▶ **What to produce**: Count the lines in the records below that contain the string "hood", and give only that number.

--------------------------------------------------

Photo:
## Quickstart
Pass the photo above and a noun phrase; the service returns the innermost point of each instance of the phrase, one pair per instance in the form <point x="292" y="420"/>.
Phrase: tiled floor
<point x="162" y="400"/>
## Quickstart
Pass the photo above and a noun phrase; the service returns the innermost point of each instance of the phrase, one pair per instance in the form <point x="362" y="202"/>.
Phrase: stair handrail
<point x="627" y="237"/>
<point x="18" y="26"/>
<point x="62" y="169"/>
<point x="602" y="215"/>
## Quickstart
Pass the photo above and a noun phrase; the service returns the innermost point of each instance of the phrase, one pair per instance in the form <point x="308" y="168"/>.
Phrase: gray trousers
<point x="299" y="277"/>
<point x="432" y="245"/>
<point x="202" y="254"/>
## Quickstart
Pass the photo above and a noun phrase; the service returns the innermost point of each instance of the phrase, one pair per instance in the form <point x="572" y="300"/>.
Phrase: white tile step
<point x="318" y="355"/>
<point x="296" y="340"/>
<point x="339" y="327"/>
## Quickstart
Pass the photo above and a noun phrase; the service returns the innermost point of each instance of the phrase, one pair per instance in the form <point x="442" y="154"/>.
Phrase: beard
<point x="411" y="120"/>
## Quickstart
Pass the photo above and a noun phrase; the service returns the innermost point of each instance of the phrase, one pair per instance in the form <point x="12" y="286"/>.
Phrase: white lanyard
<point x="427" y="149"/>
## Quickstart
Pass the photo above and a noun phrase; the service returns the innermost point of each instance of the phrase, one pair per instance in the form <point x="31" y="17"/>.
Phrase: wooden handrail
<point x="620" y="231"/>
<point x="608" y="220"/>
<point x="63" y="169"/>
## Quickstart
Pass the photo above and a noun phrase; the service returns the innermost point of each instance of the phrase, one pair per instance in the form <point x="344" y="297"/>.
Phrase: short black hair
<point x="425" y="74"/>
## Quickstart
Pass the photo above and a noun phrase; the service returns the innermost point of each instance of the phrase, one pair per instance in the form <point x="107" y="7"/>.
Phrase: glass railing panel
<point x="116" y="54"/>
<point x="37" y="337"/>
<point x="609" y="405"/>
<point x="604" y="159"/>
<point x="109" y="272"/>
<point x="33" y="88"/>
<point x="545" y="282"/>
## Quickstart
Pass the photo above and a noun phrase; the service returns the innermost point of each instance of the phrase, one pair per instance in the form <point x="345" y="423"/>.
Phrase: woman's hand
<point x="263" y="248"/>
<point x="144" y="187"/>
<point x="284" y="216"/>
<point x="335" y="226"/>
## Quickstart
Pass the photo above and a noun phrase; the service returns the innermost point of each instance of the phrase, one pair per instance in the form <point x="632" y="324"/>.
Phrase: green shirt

--------------------------------------------------

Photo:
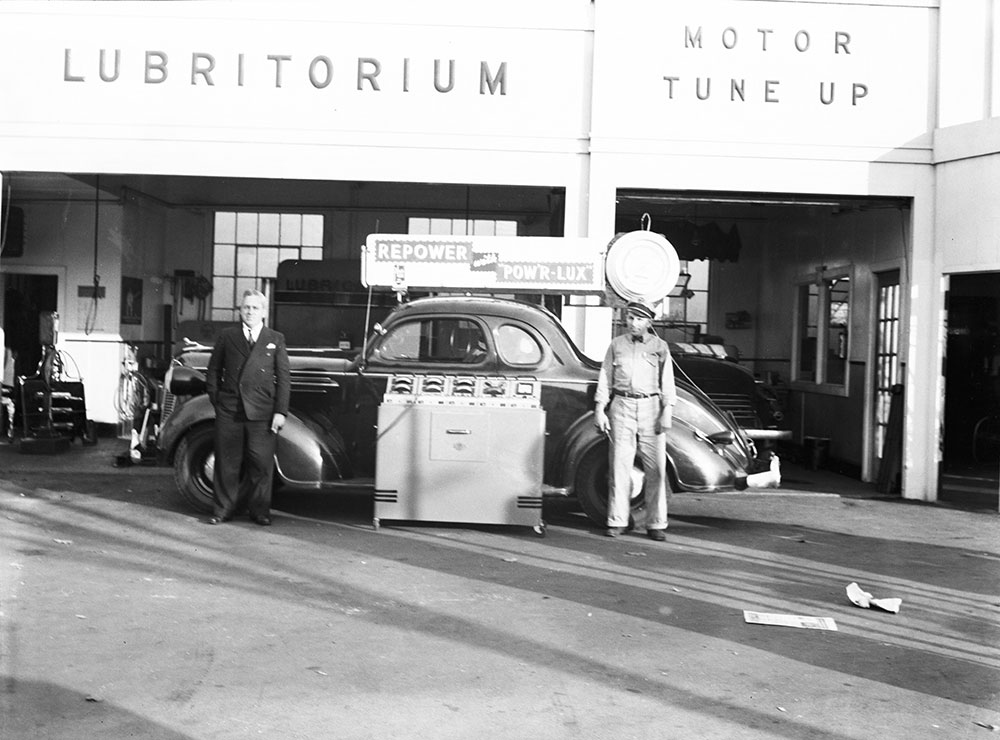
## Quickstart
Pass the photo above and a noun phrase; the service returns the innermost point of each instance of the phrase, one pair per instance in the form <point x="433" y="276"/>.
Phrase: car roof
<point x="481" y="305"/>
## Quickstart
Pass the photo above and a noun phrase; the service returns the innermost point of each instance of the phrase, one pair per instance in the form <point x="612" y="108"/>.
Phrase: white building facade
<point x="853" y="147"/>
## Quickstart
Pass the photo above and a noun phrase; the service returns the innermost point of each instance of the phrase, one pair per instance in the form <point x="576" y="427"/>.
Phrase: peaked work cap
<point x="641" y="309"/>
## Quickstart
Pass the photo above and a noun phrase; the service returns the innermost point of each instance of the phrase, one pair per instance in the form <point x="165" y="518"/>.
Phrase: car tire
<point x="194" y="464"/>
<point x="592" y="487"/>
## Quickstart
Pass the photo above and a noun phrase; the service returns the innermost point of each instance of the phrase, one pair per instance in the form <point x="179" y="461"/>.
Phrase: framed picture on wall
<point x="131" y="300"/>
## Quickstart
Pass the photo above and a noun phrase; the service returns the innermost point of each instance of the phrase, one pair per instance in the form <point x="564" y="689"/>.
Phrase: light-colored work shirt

--------------------------------------------------

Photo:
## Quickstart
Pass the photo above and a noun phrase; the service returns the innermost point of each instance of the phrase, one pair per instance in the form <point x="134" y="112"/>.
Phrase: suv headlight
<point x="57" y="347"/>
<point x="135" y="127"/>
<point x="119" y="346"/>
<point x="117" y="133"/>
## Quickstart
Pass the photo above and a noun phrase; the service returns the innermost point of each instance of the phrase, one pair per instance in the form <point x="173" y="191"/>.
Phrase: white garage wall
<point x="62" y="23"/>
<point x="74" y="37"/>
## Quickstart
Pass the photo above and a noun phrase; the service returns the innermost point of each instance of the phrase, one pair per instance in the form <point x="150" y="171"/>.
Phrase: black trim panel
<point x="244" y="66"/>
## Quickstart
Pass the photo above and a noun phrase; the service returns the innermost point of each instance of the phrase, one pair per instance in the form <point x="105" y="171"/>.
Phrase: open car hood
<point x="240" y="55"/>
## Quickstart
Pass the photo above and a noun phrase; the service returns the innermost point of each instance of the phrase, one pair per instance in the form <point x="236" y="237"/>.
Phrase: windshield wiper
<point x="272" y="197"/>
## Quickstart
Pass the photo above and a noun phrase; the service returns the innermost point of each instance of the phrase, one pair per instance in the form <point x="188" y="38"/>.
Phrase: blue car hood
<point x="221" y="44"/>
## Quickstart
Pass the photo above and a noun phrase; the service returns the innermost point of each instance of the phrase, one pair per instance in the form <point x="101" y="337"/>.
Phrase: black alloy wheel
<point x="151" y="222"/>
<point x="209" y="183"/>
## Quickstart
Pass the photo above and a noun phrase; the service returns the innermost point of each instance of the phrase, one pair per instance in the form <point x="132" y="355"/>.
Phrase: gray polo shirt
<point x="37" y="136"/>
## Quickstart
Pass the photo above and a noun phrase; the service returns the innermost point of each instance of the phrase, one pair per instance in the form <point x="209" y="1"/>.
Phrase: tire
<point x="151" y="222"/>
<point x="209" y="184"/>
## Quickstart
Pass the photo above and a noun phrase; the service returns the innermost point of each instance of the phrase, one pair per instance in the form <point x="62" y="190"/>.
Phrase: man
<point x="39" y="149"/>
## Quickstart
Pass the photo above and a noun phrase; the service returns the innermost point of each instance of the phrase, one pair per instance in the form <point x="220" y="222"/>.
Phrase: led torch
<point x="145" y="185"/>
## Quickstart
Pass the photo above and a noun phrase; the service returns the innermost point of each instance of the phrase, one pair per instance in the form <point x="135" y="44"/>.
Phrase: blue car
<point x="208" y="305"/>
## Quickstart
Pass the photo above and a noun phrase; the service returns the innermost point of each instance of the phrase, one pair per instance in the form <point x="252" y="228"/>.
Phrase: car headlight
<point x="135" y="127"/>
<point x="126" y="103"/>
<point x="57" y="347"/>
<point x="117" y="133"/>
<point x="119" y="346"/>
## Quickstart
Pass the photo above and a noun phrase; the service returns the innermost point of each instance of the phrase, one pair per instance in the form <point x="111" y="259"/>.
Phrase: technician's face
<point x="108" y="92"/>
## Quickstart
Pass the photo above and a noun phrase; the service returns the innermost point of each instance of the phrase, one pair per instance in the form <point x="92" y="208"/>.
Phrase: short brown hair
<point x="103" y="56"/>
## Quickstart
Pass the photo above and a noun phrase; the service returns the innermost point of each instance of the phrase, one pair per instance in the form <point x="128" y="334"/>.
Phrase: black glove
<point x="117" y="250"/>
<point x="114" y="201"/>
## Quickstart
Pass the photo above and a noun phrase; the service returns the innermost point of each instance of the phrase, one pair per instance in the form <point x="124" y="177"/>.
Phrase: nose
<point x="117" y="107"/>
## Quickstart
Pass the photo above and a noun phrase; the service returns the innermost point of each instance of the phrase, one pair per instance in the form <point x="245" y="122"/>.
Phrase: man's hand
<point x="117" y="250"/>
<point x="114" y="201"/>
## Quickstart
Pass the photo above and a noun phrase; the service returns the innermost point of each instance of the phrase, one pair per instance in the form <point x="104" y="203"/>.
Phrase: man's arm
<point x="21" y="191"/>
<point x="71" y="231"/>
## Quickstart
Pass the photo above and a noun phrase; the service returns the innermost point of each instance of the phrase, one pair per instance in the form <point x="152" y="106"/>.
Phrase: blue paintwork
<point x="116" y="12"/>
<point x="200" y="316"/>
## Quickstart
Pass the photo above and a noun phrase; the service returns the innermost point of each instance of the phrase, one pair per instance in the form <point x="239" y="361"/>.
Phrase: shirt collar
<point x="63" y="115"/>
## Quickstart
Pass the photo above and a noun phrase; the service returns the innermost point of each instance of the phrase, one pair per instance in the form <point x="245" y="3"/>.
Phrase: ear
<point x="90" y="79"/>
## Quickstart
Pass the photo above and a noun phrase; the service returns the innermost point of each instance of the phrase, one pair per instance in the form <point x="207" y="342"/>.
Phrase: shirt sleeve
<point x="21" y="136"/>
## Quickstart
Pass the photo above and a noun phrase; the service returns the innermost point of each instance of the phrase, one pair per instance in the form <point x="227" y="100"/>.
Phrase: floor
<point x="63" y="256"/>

--------------------------------------------------

▶ **Task response**: 2